• [WHAT THE TASK ASKS]: Print the data below line for line, leaving out the pictures.

☆ ☆ ☆ ☆ ☆ ☆ ☆

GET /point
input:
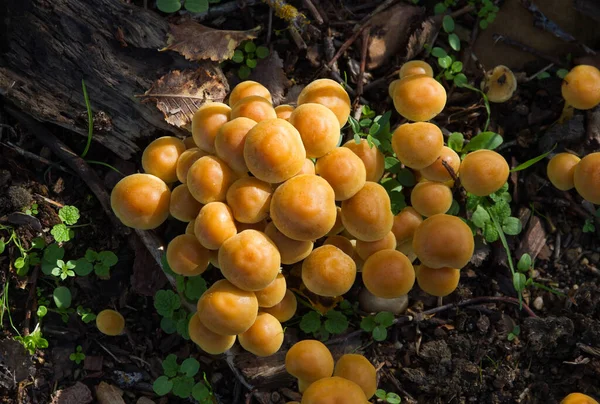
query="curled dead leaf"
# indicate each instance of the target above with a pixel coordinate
(179, 94)
(197, 42)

☆ ☆ ☆ ☆ ☆ ☆ ☆

• [REPLY TO THE TASK]:
GET /point
input:
query="curled dead leaf"
# indicate each instance of the target above with a pixel coordinate
(179, 94)
(197, 42)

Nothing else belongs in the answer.